__Instruction__: Find the line that contains "Where can you see the full"; then retype it and each line after it, exactly, through the final line of the data below.

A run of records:
**********

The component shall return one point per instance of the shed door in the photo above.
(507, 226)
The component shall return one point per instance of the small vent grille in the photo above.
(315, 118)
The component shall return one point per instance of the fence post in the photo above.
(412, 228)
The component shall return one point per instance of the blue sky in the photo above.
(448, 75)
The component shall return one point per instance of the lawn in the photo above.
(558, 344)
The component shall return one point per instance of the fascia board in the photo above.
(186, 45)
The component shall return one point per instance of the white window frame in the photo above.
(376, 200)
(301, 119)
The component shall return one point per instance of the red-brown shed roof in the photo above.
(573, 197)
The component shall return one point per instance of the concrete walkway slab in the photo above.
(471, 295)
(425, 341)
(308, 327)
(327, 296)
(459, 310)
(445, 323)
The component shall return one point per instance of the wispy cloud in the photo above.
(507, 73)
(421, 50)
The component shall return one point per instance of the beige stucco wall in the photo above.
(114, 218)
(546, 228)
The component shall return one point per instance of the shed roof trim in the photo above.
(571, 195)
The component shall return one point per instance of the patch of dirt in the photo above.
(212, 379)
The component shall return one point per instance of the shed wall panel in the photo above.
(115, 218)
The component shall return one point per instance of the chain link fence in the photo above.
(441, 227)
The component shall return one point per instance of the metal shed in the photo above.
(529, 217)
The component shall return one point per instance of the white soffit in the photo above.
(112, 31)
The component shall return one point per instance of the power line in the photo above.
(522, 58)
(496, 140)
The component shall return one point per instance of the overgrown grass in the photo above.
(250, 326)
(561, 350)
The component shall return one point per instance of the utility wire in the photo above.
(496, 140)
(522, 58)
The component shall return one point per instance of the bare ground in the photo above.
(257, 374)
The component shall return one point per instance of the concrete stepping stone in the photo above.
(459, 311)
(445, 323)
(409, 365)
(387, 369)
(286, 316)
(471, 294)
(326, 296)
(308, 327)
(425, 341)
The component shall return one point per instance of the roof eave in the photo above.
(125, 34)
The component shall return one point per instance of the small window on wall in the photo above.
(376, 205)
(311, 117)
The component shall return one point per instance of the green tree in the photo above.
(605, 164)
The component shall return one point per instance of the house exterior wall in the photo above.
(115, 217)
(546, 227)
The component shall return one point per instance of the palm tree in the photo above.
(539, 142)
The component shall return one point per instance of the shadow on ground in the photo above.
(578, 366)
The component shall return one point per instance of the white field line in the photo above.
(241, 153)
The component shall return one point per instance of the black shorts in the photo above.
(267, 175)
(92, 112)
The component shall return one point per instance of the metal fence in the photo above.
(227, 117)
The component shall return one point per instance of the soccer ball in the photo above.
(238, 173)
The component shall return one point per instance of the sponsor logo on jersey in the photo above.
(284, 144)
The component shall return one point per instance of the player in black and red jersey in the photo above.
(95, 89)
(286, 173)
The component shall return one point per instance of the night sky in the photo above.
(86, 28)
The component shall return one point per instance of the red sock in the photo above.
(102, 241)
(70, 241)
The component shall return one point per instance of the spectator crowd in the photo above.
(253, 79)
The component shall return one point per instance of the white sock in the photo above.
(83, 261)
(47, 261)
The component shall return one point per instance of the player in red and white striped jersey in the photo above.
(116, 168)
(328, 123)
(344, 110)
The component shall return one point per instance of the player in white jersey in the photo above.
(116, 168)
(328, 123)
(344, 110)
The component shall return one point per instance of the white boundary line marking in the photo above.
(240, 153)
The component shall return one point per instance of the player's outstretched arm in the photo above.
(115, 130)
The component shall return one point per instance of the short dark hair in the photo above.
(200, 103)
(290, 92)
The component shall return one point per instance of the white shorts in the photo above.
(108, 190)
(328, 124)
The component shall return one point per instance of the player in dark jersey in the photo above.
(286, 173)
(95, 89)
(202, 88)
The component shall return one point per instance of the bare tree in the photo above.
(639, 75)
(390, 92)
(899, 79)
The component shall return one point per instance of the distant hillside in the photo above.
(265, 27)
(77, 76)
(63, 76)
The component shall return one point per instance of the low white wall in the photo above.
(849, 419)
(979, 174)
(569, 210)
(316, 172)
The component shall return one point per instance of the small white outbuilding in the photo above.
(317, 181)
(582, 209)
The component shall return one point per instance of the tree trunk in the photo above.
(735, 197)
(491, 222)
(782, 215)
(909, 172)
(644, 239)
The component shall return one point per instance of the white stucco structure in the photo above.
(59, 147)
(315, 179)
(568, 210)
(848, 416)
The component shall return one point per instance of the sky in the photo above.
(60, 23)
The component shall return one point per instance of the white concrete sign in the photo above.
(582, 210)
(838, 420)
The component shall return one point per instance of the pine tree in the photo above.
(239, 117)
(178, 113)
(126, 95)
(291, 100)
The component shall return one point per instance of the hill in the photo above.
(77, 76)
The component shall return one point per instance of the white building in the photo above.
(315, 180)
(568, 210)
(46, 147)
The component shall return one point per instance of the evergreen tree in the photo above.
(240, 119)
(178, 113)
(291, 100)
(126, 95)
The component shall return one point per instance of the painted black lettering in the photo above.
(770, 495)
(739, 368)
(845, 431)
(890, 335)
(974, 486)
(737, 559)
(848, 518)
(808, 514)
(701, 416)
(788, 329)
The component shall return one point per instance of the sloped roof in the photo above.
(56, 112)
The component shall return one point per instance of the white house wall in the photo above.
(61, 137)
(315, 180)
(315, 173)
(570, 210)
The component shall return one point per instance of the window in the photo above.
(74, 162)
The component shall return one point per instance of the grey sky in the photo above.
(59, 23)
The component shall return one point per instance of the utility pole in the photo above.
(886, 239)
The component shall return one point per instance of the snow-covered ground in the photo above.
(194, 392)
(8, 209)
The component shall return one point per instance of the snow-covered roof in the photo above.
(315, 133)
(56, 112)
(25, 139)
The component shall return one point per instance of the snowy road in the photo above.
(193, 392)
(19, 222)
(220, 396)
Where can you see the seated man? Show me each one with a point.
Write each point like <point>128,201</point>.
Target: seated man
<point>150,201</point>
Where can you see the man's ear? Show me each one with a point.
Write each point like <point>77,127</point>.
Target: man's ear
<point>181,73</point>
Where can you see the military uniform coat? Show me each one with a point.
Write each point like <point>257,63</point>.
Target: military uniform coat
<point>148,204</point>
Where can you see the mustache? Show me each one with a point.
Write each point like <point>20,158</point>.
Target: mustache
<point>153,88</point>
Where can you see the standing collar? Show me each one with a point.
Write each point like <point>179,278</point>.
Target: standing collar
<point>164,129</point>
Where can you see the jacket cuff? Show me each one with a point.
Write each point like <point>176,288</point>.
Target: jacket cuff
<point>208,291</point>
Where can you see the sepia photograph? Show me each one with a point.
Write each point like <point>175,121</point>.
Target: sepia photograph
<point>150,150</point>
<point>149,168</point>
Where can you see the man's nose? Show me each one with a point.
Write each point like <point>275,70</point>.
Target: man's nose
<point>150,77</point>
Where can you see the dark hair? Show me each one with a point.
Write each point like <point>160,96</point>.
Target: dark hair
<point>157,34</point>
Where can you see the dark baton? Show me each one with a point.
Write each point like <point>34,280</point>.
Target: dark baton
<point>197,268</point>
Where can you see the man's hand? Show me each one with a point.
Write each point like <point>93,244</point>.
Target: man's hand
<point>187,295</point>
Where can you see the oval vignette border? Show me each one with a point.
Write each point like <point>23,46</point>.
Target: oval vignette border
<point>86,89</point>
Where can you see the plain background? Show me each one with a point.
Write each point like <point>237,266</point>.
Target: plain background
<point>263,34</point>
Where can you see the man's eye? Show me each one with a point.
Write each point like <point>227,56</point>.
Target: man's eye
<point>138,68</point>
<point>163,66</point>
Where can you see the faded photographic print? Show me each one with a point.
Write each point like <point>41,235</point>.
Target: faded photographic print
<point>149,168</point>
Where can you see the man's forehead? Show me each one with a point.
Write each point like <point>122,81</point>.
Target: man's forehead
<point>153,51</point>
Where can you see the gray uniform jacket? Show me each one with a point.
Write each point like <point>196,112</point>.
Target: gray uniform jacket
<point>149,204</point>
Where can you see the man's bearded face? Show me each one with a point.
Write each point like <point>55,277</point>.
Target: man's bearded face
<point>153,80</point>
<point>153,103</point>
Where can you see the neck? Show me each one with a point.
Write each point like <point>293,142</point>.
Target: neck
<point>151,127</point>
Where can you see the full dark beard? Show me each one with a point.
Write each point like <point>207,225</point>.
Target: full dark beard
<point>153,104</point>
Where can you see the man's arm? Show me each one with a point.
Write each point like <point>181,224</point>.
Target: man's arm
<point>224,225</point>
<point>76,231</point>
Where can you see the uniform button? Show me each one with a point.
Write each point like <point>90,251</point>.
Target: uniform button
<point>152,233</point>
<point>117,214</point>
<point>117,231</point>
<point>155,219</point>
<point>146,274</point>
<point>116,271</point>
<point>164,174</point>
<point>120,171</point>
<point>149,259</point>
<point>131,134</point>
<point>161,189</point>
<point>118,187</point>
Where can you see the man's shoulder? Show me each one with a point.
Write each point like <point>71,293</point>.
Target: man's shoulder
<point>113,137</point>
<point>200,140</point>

**********

__Solution for this problem__:
Where can you see the full dark beard? Show me each one with a point.
Write each point like <point>207,225</point>.
Target: full dark beard
<point>153,104</point>
Where can you see the man's arm? Show me each one with a point.
Write each point like <point>181,224</point>.
Target: man's arm
<point>224,225</point>
<point>76,231</point>
Where can you see the uniform button? Show me each one with a point.
Write each point like <point>90,251</point>.
Target: uniform button
<point>152,233</point>
<point>117,214</point>
<point>117,231</point>
<point>155,219</point>
<point>146,274</point>
<point>116,271</point>
<point>164,174</point>
<point>120,171</point>
<point>149,259</point>
<point>131,134</point>
<point>161,189</point>
<point>118,187</point>
Where can you see the man's shoulder? Show me each one with a point.
Write each point like <point>71,293</point>.
Target: man's shoulder
<point>113,137</point>
<point>200,140</point>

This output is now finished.